Préambule: cet article a été écrit avant la présentation faite à la STLS sur le même sujet.
Lorsque j’ai passé ma certification ISTQB fondation en 2014 un point m’avait plutôt « amusé » dans le chapitre d’introduction. On y abordait les raisons pour lesquelles on est amené à tester et un des éléments relevés était : on teste car « un logiciel qui ne fonctionne pas correctement peut entraîner de nombreux problèmes, … et même entraîner des blessures qui peuvent être mortelles » (source syllabus ISTQB fondation 2018).
Sur le moment, cela m’avait paru « évident » avec l’exemple simpliste du logiciel de pilotage d’un avion. Néanmoins, pour moi, cela restait du domaine de « l’anecdote », du cas « à la marge » qui est là « pour faire joli », mais auquel je ne serai jamais confronté… Ce qui expliqua mon amusement…
Cependant, j’acceptais que le testeur soit censé mesurer la qualité et qu’il doit prendre en compte l’humain. Bref un testeur, lorsqu’il évalue la qualité d’un logiciel doit prendre en compte les impacts potentiels sur ses utilisateurs… Ce point particulier de l’impact des logiciels est maintenant devenu primordial.
Dans les faits, même si je n’ai jamais été amené à travailler sur des logiciels engageant physiquement la vie de ses utilisateurs (ou de ses bénéficiaires), depuis peu, ce postulat résonne de plus en plus dans ma vie de testeur. En effet, je ne peux plus occulter l’énorme impact sur la vie des gens, des logiciels que je suis amené à tester !
Les logiciels impactent fortement la vie de ses utilisateurs
Ce point peut paraître une évidence mais il n’a jamais été aussi vrai qu’aujourd’hui… même si nous n’en sommes encore qu’aux balbutiements.
J’ai mis du temps avant de bien le cerner, mais maintenant cela me saute aux yeux : les logiciels orientent fortement nos vies, nos émotions, notre qualité de vie et même nos relations.

_LISTE DES TÂCHES:_
A. D'après l'article sur le test logiciel, qu'est-ce qui expliquait l'amusement suscité en 2014 par la mention de blessures mortelles dans le syllabus ISTQB ? Répondez en une à trois phrases.
B. Prolongez l'article sur le test logiciel à partir de sa dernière phrase.
Les items n'interviennent pas dans ce travail.

_DONNÉES FOURNIES:_
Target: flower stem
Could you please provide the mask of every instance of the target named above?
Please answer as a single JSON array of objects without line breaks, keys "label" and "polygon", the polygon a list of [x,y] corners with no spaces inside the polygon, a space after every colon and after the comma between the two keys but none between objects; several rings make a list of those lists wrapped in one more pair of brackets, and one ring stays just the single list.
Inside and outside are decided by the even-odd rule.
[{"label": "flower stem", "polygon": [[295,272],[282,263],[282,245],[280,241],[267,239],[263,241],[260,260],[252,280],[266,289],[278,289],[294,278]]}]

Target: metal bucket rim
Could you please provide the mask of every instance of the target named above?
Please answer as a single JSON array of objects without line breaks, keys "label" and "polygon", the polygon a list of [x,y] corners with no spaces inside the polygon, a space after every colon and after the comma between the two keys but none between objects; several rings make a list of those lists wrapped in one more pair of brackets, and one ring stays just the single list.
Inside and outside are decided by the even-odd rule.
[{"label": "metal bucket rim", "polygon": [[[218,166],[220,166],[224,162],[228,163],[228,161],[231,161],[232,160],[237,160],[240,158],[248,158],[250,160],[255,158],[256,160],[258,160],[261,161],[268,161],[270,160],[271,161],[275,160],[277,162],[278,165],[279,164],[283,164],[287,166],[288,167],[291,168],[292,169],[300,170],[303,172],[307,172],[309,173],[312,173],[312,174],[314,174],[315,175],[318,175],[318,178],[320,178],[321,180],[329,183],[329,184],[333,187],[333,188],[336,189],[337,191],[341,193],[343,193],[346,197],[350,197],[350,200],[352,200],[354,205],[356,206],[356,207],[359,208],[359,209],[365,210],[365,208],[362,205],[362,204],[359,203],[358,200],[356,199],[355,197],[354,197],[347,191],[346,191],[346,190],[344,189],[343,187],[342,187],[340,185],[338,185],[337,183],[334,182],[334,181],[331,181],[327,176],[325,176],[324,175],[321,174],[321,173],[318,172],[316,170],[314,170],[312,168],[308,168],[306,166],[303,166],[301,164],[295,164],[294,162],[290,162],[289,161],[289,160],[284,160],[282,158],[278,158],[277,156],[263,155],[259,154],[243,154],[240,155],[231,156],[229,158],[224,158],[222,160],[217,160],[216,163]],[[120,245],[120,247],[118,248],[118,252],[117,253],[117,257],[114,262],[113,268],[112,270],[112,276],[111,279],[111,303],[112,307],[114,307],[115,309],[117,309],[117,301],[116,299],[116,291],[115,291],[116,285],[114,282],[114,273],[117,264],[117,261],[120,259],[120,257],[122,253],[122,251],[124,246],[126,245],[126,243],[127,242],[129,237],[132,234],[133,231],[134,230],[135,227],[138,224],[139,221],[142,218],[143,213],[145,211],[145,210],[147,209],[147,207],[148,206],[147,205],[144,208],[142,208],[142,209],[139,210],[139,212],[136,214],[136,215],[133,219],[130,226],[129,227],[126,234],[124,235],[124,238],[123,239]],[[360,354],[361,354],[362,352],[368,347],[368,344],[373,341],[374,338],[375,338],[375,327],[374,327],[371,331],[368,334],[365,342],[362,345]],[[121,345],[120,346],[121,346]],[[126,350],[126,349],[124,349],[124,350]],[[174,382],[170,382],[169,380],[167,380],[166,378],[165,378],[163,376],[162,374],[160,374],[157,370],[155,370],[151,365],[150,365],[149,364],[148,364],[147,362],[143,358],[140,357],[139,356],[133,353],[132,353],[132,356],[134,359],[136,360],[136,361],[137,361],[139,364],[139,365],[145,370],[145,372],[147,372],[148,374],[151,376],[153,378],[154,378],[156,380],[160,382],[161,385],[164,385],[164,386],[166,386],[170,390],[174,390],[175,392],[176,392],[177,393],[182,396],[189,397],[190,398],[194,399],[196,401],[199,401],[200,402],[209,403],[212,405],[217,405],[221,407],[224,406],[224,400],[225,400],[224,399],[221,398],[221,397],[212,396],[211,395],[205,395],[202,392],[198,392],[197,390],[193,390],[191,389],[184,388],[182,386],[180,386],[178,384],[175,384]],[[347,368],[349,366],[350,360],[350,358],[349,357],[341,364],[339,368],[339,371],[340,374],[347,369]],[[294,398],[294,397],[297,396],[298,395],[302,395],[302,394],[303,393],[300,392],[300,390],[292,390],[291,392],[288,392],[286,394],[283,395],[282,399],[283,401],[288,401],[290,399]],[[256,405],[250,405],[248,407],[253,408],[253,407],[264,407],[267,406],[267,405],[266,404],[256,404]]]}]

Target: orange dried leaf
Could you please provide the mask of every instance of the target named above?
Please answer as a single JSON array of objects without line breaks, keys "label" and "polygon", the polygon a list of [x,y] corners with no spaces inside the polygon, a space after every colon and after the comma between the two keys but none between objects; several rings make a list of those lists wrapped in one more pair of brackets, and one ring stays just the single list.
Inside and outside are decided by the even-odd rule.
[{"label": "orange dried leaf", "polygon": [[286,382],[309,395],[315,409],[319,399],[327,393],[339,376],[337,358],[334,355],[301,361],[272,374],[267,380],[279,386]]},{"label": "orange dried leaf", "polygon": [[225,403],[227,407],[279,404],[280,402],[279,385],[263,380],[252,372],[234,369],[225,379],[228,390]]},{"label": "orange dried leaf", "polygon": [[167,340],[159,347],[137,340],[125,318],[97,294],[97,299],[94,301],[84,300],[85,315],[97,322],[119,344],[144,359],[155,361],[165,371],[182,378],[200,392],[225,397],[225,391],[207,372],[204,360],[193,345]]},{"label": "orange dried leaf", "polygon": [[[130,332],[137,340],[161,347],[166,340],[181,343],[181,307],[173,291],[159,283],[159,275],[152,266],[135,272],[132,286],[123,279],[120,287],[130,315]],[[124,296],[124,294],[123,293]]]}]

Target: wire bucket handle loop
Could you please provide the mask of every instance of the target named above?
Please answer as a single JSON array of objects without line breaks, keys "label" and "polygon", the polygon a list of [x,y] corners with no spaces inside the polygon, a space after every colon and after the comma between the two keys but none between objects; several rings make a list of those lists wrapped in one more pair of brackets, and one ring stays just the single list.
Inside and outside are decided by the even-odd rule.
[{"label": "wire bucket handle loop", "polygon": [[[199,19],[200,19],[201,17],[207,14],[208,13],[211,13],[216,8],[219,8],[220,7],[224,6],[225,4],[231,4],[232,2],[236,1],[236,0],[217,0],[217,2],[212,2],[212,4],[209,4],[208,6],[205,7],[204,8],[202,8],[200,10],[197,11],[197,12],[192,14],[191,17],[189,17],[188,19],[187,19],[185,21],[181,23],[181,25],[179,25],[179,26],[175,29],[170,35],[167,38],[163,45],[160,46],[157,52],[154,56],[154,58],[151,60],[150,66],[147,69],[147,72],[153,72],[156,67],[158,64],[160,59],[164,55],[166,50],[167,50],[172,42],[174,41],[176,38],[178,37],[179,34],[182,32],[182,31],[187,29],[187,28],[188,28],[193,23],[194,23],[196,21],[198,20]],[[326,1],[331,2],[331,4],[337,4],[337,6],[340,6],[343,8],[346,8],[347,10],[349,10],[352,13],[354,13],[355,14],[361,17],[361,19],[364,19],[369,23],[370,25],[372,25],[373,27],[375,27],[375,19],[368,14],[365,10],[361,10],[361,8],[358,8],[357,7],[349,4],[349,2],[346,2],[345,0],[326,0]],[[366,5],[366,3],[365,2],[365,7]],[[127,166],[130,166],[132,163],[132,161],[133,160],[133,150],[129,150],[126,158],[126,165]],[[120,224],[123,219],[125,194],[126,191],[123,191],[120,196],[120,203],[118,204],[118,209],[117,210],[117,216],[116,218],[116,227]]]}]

_RÉPONSES PAR TÂCHE:_
A. Cette mention paraissait évidente avec l'exemple simpliste du logiciel de pilotage d'un avion, mais elle relevait de l'anecdote, d'un cas « à la marge » présent « pour faire joli ». Elle semblait viser une situation qu'on ne rencontrerait jamais soi-même.

B.
Pour être honnête, pendant longtemps, j’ai refusé de voir cette évidence. Étant devenue de plus en plus flagrante, je ne peux plus l’ignorer. Dans mon cas, suite à la communication dans les médias d’une étude de Facebook faite à l’insu de ses utilisateurs via un déploiement partiel en 2014 (très probablement un Dark Launch) < https://www.generation-nt.com/etude-psychologique-utilisateurs-facebook-regrette-erreur-communication-actualite-1899862.html >, j’ai commencé à ouvrir les yeux. L’étude de Facebook portait alors sur l’humeur de ses utilisateurs. Pour cela, Facebook a (je le rappelle à l’insu de ses utilisateurs cobayes) utilisé son logiciel pour afficher des informations orientées. Pour un panel ce ne fut que des informations positives, pour l’autre, que des information négatives. L’idée était de voir l’influence sur leur comportement et leur humeur. Le résultat de l’étude a évidemment montré le fort impact de ces informations sur le moral des utilisateurs.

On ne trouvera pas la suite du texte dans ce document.